• [Passage shown]

● ● ● ● ●

No Appalachian State giant-killers Saturday.
No upset alerts.
Just the little guys getting dominated by the No. 25 Miami Hurricanes on a gorgeous, 72-degree day amid the Blue Ridge Mountains and lush green woods.
Miami came out on fire, stayed smokin’ hot the first half, faltered briefly in the third quarter and ultimately sizzled to a 45-10 victory over the Mountaineers.
It was UM’s largest margin of victory on the road since a 48-9 win at Louisiana Tech in the 2003 season opener.
By the time the UM defense had all but smothered ASU with double-digit tackles for loss, the Canes (3-0) made it 38-10 late in the third quarter — and the Kidd Brewer Stadium record crowd of 34,658 began leaving.
“When both sides click,” UM cornerback Corn Elder said of the defense (241 yards allowed) and offense (549), “we’re a hard team to beat.”
The Mountaineers (1-2) still had their glory moments — and the Canes their scary ones.
With Miami leading 24-3 early in the third quarter and the Canes at first-and-goal on the 1, UM quarterback Brad Kaaya was intercepted and injured his left knee on the play. Mountaineers linebacker John Law ran the pick back 60 yards before he was tackled by UM tight end David Njoku — as a dazed Kaaya limped off the field. ASU took advantage and scored on a 24-yard pass from Taylor Lamb to Barrett Burns to make it 24-10 with 8:41 left in the quarter.

● ● ● ● ●

• [Challenges]
1. Which players does the game report name? List every one.
2. Do these statements agree with the game report? For each, answer yes or no and quote the words that decide it. (a) Miami won the game 45-10. (b) The crowd at Kidd Brewer Stadium numbered 43,658. (c) Brad Kaaya hurt his right knee on the interception.
3. Repeat the game report word for word from "Just the little" to "their scary ones.".

• [Collection entries]

● ● ● ● ●

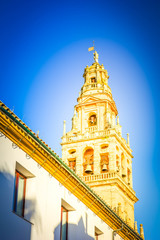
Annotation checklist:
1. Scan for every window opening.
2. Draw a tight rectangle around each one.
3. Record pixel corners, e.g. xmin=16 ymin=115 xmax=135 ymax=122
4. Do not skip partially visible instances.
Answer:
xmin=13 ymin=170 xmax=26 ymax=217
xmin=84 ymin=148 xmax=94 ymax=175
xmin=68 ymin=159 xmax=76 ymax=171
xmin=60 ymin=206 xmax=68 ymax=240
xmin=89 ymin=114 xmax=97 ymax=126
xmin=101 ymin=154 xmax=109 ymax=172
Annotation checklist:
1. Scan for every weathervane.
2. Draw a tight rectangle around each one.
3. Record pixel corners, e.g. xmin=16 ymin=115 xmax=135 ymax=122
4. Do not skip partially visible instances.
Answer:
xmin=88 ymin=41 xmax=99 ymax=63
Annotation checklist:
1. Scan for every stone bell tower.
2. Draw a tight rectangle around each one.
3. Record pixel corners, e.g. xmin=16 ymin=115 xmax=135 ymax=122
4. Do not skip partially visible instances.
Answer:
xmin=61 ymin=51 xmax=138 ymax=227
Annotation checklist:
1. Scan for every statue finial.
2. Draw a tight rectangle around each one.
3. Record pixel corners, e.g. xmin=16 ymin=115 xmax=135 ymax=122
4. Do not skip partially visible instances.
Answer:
xmin=93 ymin=51 xmax=99 ymax=63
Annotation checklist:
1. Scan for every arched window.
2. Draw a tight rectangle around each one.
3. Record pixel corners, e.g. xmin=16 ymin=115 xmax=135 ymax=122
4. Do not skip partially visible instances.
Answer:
xmin=83 ymin=148 xmax=94 ymax=175
xmin=88 ymin=114 xmax=97 ymax=127
xmin=101 ymin=153 xmax=109 ymax=173
xmin=121 ymin=153 xmax=126 ymax=177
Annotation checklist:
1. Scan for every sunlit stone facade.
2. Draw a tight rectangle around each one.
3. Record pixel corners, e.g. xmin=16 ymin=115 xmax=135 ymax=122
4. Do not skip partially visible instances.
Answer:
xmin=61 ymin=52 xmax=138 ymax=227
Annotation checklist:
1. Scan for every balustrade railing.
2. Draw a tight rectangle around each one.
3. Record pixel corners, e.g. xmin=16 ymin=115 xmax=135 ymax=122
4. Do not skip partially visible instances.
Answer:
xmin=63 ymin=129 xmax=108 ymax=142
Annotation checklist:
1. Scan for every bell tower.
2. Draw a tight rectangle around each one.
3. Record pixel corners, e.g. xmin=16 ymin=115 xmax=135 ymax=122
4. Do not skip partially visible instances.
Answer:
xmin=61 ymin=51 xmax=138 ymax=227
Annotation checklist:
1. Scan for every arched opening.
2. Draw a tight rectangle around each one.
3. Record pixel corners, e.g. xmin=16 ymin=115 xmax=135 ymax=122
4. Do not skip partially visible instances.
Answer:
xmin=121 ymin=153 xmax=126 ymax=177
xmin=88 ymin=113 xmax=97 ymax=127
xmin=100 ymin=153 xmax=109 ymax=173
xmin=83 ymin=148 xmax=94 ymax=175
xmin=68 ymin=158 xmax=76 ymax=172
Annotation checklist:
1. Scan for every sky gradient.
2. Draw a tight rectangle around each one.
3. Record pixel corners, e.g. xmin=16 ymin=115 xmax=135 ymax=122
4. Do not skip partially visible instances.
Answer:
xmin=0 ymin=0 xmax=160 ymax=240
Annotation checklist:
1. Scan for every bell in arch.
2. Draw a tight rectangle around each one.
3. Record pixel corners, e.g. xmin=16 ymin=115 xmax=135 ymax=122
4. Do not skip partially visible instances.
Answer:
xmin=85 ymin=164 xmax=92 ymax=173
xmin=102 ymin=164 xmax=108 ymax=171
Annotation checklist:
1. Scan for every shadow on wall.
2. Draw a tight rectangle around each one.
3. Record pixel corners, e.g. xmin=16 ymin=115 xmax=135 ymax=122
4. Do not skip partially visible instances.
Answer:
xmin=53 ymin=217 xmax=94 ymax=240
xmin=0 ymin=172 xmax=35 ymax=240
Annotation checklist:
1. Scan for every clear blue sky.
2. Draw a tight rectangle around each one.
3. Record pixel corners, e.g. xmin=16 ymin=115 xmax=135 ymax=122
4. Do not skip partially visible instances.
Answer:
xmin=0 ymin=0 xmax=160 ymax=240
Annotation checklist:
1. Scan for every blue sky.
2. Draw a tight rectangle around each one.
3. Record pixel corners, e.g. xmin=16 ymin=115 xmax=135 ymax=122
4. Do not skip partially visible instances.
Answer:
xmin=0 ymin=0 xmax=160 ymax=240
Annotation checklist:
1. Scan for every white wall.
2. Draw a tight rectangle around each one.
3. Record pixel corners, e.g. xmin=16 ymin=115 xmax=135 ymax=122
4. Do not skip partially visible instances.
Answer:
xmin=0 ymin=133 xmax=121 ymax=240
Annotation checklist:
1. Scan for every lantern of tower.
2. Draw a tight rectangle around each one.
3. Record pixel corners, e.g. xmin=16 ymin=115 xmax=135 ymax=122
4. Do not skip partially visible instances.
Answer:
xmin=61 ymin=52 xmax=138 ymax=227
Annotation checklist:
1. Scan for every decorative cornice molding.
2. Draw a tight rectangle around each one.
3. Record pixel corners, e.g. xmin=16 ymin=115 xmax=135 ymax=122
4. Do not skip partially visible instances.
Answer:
xmin=0 ymin=102 xmax=143 ymax=240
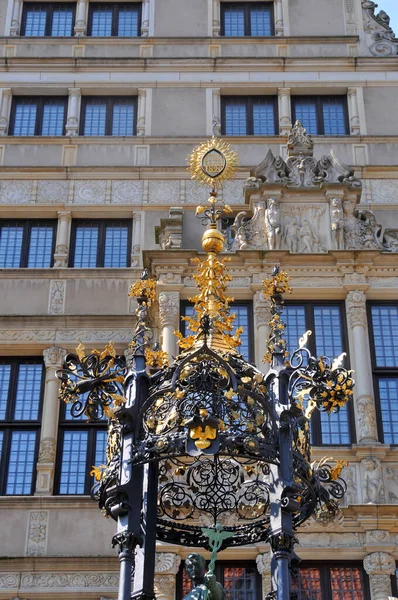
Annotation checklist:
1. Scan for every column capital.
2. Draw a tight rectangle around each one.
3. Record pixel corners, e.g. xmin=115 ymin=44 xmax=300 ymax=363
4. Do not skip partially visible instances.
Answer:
xmin=159 ymin=292 xmax=180 ymax=327
xmin=346 ymin=290 xmax=367 ymax=328
xmin=43 ymin=346 xmax=66 ymax=369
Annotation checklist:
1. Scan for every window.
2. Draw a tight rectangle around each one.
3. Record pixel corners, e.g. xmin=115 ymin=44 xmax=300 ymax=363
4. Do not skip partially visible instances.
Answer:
xmin=221 ymin=96 xmax=278 ymax=135
xmin=292 ymin=563 xmax=370 ymax=600
xmin=10 ymin=97 xmax=67 ymax=136
xmin=283 ymin=302 xmax=354 ymax=446
xmin=292 ymin=96 xmax=350 ymax=135
xmin=71 ymin=219 xmax=131 ymax=269
xmin=55 ymin=405 xmax=108 ymax=494
xmin=176 ymin=561 xmax=262 ymax=600
xmin=221 ymin=2 xmax=274 ymax=36
xmin=369 ymin=303 xmax=398 ymax=444
xmin=0 ymin=359 xmax=44 ymax=496
xmin=0 ymin=220 xmax=56 ymax=269
xmin=88 ymin=2 xmax=141 ymax=37
xmin=181 ymin=302 xmax=253 ymax=362
xmin=81 ymin=97 xmax=137 ymax=136
xmin=21 ymin=2 xmax=76 ymax=37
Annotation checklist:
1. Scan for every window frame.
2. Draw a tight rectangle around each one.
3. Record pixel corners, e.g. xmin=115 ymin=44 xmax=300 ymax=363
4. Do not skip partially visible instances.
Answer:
xmin=366 ymin=300 xmax=398 ymax=447
xmin=291 ymin=94 xmax=350 ymax=137
xmin=290 ymin=560 xmax=371 ymax=600
xmin=220 ymin=1 xmax=275 ymax=38
xmin=79 ymin=96 xmax=138 ymax=138
xmin=0 ymin=219 xmax=58 ymax=269
xmin=282 ymin=300 xmax=357 ymax=448
xmin=8 ymin=96 xmax=68 ymax=138
xmin=69 ymin=219 xmax=132 ymax=269
xmin=180 ymin=300 xmax=254 ymax=364
xmin=54 ymin=404 xmax=108 ymax=497
xmin=0 ymin=356 xmax=46 ymax=497
xmin=20 ymin=2 xmax=76 ymax=38
xmin=87 ymin=2 xmax=142 ymax=38
xmin=176 ymin=560 xmax=263 ymax=600
xmin=221 ymin=95 xmax=279 ymax=138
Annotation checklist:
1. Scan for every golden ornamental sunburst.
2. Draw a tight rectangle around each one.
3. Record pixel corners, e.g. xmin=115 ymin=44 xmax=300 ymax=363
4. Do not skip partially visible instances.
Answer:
xmin=187 ymin=136 xmax=239 ymax=189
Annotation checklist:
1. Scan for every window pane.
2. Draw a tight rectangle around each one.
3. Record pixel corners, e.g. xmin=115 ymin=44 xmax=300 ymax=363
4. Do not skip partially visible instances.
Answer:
xmin=6 ymin=431 xmax=36 ymax=494
xmin=224 ymin=567 xmax=256 ymax=600
xmin=13 ymin=102 xmax=37 ymax=135
xmin=112 ymin=100 xmax=134 ymax=135
xmin=59 ymin=431 xmax=88 ymax=494
xmin=253 ymin=100 xmax=275 ymax=135
xmin=104 ymin=225 xmax=128 ymax=267
xmin=0 ymin=225 xmax=24 ymax=269
xmin=372 ymin=306 xmax=398 ymax=367
xmin=322 ymin=98 xmax=347 ymax=135
xmin=117 ymin=5 xmax=139 ymax=37
xmin=73 ymin=225 xmax=98 ymax=268
xmin=51 ymin=4 xmax=73 ymax=36
xmin=24 ymin=4 xmax=47 ymax=36
xmin=14 ymin=363 xmax=43 ymax=421
xmin=294 ymin=98 xmax=318 ymax=135
xmin=225 ymin=100 xmax=247 ymax=135
xmin=314 ymin=306 xmax=351 ymax=444
xmin=250 ymin=6 xmax=272 ymax=35
xmin=330 ymin=567 xmax=365 ymax=600
xmin=91 ymin=5 xmax=113 ymax=37
xmin=292 ymin=569 xmax=322 ymax=600
xmin=41 ymin=100 xmax=65 ymax=135
xmin=28 ymin=225 xmax=54 ymax=269
xmin=378 ymin=377 xmax=398 ymax=444
xmin=83 ymin=100 xmax=106 ymax=135
xmin=0 ymin=364 xmax=11 ymax=420
xmin=224 ymin=4 xmax=245 ymax=36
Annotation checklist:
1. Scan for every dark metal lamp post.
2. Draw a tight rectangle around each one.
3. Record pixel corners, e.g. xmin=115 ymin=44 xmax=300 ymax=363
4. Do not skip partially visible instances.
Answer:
xmin=58 ymin=138 xmax=354 ymax=600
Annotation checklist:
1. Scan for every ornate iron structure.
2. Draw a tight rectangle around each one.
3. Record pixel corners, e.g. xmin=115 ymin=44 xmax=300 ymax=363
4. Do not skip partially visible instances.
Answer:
xmin=58 ymin=137 xmax=354 ymax=600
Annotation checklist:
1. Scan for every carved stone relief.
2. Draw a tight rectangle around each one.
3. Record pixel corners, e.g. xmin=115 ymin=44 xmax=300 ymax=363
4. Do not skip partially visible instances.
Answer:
xmin=48 ymin=279 xmax=66 ymax=315
xmin=25 ymin=510 xmax=49 ymax=556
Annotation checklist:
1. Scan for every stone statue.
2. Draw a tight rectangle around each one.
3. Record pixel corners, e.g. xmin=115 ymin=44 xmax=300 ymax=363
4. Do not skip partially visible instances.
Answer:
xmin=330 ymin=198 xmax=344 ymax=250
xmin=265 ymin=198 xmax=281 ymax=250
xmin=183 ymin=554 xmax=226 ymax=600
xmin=362 ymin=457 xmax=384 ymax=504
xmin=285 ymin=217 xmax=300 ymax=252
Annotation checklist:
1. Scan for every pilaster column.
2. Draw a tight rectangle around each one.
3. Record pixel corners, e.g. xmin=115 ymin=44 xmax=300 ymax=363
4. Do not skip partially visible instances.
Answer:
xmin=10 ymin=0 xmax=22 ymax=36
xmin=65 ymin=88 xmax=81 ymax=136
xmin=275 ymin=0 xmax=285 ymax=36
xmin=54 ymin=211 xmax=72 ymax=269
xmin=256 ymin=552 xmax=271 ymax=599
xmin=363 ymin=552 xmax=396 ymax=600
xmin=131 ymin=212 xmax=141 ymax=267
xmin=155 ymin=552 xmax=181 ymax=600
xmin=346 ymin=290 xmax=377 ymax=444
xmin=141 ymin=0 xmax=150 ymax=37
xmin=35 ymin=346 xmax=66 ymax=496
xmin=211 ymin=88 xmax=221 ymax=135
xmin=348 ymin=88 xmax=361 ymax=135
xmin=75 ymin=0 xmax=87 ymax=37
xmin=278 ymin=88 xmax=292 ymax=135
xmin=212 ymin=0 xmax=221 ymax=36
xmin=253 ymin=292 xmax=271 ymax=373
xmin=159 ymin=292 xmax=180 ymax=357
xmin=137 ymin=88 xmax=146 ymax=136
xmin=0 ymin=88 xmax=12 ymax=135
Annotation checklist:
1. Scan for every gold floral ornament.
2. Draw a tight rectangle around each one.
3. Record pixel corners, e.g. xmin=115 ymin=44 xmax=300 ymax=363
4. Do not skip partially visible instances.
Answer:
xmin=188 ymin=136 xmax=239 ymax=190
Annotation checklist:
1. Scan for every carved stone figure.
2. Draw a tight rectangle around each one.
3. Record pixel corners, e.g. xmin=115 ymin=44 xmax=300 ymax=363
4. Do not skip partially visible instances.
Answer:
xmin=362 ymin=457 xmax=384 ymax=504
xmin=330 ymin=198 xmax=344 ymax=250
xmin=184 ymin=554 xmax=225 ymax=600
xmin=265 ymin=198 xmax=282 ymax=250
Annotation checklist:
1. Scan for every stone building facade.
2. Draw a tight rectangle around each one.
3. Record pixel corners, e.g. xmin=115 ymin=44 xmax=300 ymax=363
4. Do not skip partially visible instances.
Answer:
xmin=0 ymin=0 xmax=398 ymax=600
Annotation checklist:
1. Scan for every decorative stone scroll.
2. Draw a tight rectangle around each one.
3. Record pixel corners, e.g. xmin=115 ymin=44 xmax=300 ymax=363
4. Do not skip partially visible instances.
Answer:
xmin=362 ymin=0 xmax=398 ymax=56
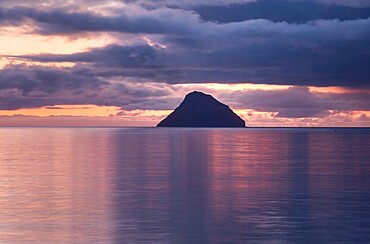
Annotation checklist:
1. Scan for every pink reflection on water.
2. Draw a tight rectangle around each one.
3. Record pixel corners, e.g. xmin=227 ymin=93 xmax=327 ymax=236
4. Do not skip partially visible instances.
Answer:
xmin=0 ymin=128 xmax=112 ymax=243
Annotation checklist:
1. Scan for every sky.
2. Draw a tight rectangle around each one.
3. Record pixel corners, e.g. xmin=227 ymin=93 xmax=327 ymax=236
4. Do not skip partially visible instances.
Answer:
xmin=0 ymin=0 xmax=370 ymax=127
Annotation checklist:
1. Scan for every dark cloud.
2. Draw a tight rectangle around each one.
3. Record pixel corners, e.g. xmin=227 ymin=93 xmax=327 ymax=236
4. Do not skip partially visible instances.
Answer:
xmin=221 ymin=87 xmax=370 ymax=118
xmin=21 ymin=44 xmax=164 ymax=69
xmin=193 ymin=0 xmax=370 ymax=23
xmin=0 ymin=66 xmax=173 ymax=110
xmin=0 ymin=0 xmax=370 ymax=118
xmin=0 ymin=7 xmax=199 ymax=35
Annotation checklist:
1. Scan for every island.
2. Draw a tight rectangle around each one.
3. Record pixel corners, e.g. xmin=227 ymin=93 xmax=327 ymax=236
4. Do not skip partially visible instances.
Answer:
xmin=157 ymin=91 xmax=245 ymax=127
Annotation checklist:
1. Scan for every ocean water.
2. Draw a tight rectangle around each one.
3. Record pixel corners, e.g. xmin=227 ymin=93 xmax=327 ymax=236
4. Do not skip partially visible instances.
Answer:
xmin=0 ymin=128 xmax=370 ymax=244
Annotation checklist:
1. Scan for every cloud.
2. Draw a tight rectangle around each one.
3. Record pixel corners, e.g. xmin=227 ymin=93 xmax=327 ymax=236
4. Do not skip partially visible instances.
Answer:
xmin=221 ymin=87 xmax=370 ymax=118
xmin=192 ymin=0 xmax=370 ymax=23
xmin=0 ymin=66 xmax=177 ymax=110
xmin=14 ymin=13 xmax=370 ymax=87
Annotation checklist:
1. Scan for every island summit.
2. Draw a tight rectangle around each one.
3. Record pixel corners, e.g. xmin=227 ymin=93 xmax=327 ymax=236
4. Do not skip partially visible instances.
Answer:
xmin=157 ymin=91 xmax=245 ymax=127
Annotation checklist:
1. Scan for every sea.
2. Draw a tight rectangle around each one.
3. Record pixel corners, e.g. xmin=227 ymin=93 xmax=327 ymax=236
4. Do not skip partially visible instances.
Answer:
xmin=0 ymin=127 xmax=370 ymax=244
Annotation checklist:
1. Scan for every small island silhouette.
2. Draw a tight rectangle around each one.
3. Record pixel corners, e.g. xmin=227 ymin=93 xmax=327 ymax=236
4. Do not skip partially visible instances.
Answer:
xmin=157 ymin=91 xmax=245 ymax=127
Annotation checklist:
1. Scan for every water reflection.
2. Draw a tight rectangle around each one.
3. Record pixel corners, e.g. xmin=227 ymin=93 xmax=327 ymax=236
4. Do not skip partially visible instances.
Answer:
xmin=0 ymin=128 xmax=370 ymax=243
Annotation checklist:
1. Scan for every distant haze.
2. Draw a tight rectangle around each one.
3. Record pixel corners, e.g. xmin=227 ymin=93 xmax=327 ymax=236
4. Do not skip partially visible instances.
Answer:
xmin=0 ymin=0 xmax=370 ymax=126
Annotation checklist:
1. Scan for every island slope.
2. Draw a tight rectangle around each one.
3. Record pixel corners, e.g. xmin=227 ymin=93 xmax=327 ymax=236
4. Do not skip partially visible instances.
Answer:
xmin=157 ymin=91 xmax=245 ymax=127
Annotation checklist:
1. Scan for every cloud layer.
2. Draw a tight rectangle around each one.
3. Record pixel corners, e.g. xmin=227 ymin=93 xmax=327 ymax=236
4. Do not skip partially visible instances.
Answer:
xmin=0 ymin=0 xmax=370 ymax=125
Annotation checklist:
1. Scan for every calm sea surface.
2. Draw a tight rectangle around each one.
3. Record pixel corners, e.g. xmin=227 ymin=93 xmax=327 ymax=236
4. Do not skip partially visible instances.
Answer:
xmin=0 ymin=128 xmax=370 ymax=244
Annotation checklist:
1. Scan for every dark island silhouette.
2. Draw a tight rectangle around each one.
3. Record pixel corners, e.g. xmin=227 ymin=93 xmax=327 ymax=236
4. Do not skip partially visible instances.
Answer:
xmin=157 ymin=91 xmax=245 ymax=127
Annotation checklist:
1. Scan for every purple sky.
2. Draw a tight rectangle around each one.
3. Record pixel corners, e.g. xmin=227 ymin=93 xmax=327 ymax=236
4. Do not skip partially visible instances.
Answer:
xmin=0 ymin=0 xmax=370 ymax=126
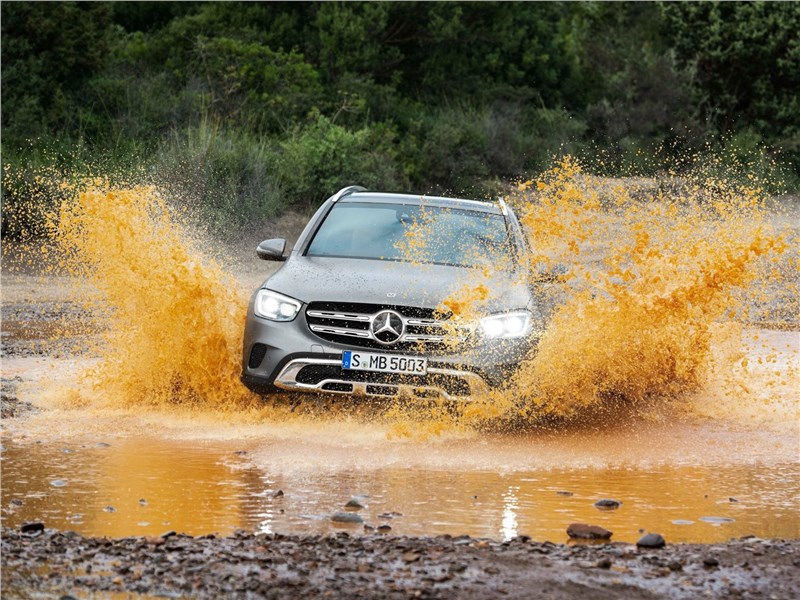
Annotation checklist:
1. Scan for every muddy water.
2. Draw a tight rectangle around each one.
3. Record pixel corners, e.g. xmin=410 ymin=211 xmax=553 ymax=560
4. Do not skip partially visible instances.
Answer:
xmin=2 ymin=159 xmax=800 ymax=542
xmin=2 ymin=428 xmax=800 ymax=542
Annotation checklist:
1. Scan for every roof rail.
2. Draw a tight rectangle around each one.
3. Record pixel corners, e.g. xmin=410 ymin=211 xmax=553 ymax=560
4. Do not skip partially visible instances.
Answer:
xmin=497 ymin=198 xmax=508 ymax=217
xmin=331 ymin=185 xmax=367 ymax=203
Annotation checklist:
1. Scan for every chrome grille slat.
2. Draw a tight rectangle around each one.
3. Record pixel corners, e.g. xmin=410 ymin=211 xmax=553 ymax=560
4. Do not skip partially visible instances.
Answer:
xmin=309 ymin=325 xmax=372 ymax=339
xmin=306 ymin=310 xmax=372 ymax=323
xmin=401 ymin=333 xmax=444 ymax=344
xmin=306 ymin=302 xmax=470 ymax=353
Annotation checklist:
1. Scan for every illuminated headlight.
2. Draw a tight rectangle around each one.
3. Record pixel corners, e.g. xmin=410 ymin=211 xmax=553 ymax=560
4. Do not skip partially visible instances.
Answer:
xmin=481 ymin=310 xmax=531 ymax=339
xmin=253 ymin=290 xmax=303 ymax=321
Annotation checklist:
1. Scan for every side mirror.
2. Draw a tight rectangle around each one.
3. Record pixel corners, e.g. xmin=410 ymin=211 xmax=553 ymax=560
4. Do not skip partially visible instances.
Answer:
xmin=256 ymin=238 xmax=286 ymax=261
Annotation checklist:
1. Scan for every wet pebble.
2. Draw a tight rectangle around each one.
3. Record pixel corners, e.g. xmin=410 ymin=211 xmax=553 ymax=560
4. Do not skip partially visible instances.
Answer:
xmin=567 ymin=523 xmax=613 ymax=540
xmin=636 ymin=533 xmax=667 ymax=548
xmin=331 ymin=512 xmax=364 ymax=523
xmin=19 ymin=521 xmax=44 ymax=534
xmin=378 ymin=511 xmax=403 ymax=519
xmin=594 ymin=558 xmax=611 ymax=569
xmin=700 ymin=517 xmax=735 ymax=525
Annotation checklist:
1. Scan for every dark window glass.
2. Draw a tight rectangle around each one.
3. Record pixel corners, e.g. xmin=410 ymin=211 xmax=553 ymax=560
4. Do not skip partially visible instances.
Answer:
xmin=306 ymin=202 xmax=511 ymax=267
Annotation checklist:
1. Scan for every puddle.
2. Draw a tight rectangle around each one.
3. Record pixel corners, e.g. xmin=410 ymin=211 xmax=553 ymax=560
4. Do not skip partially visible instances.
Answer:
xmin=2 ymin=436 xmax=800 ymax=542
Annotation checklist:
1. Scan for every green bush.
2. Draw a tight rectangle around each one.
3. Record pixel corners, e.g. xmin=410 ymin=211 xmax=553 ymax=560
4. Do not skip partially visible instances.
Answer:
xmin=150 ymin=121 xmax=287 ymax=233
xmin=275 ymin=114 xmax=406 ymax=207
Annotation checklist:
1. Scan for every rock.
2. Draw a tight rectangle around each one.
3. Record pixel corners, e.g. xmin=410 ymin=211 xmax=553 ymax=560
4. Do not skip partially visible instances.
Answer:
xmin=699 ymin=517 xmax=735 ymax=525
xmin=636 ymin=533 xmax=667 ymax=548
xmin=19 ymin=521 xmax=44 ymax=534
xmin=144 ymin=535 xmax=166 ymax=546
xmin=567 ymin=523 xmax=613 ymax=540
xmin=331 ymin=513 xmax=364 ymax=523
xmin=594 ymin=558 xmax=611 ymax=569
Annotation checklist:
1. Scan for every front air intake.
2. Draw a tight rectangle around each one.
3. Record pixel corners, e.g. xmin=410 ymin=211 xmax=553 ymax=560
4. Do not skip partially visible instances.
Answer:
xmin=247 ymin=344 xmax=267 ymax=369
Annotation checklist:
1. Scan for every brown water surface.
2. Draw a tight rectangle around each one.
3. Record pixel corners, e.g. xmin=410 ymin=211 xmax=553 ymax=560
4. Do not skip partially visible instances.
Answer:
xmin=2 ymin=417 xmax=800 ymax=542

● ● ● ● ●

• [Answers to each task]
1. Corn Elder, Brad Kaaya, John Law, David Njoku, Taylor Lamb, Barrett Burns

2.
(a) Yes: "ultimately sizzled to a 45-10 victory over the Mountaineers."
(b) No: "the Kidd Brewer Stadium record crowd of 34,658"
(c) No: "injured his left knee on the play."

3.
Just the little guys getting dominated by the No. 25 Miami Hurricanes on a gorgeous, 72-degree day amid the Blue Ridge Mountains and lush green woods.
Miami came out on fire, stayed smokin’ hot the first half, faltered briefly in the third quarter and ultimately sizzled to a 45-10 victory over the Mountaineers.
It was UM’s largest margin of victory on the road since a 48-9 win at Louisiana Tech in the 2003 season opener.
By the time the UM defense had all but smothered ASU with double-digit tackles for loss, the Canes (3-0) made it 38-10 late in the third quarter — and the Kidd Brewer Stadium record crowd of 34,658 began leaving.
“When both sides click,” UM cornerback Corn Elder said of the defense (241 yards allowed) and offense (549), “we’re a hard team to beat.”
The Mountaineers (1-2) still had their glory moments — and the Canes their scary ones.